** start of DATA IN THIS EXERCISE **

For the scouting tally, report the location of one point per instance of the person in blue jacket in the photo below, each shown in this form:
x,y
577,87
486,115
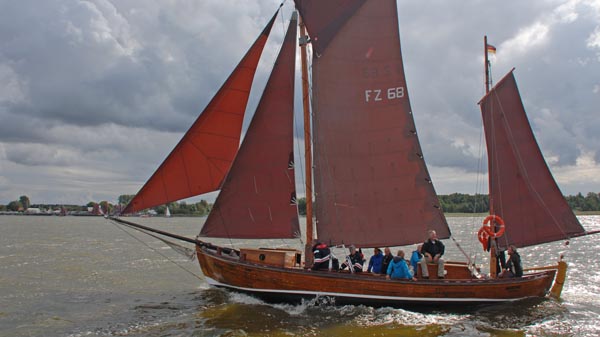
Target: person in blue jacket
x,y
415,257
398,269
375,262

** end of DATA IN THIS EXERCISE **

• _DESCRIPTION OF THE TASK_
Copy out the material above word for word, omitting the picture.

• _RESULT FOR THIS EXERCISE_
For the scouting tally, report the location of one point per instance of the person in blue jacket in the photo below, each shown in this form:
x,y
577,87
486,115
Target: person in blue jacket
x,y
415,257
398,269
375,262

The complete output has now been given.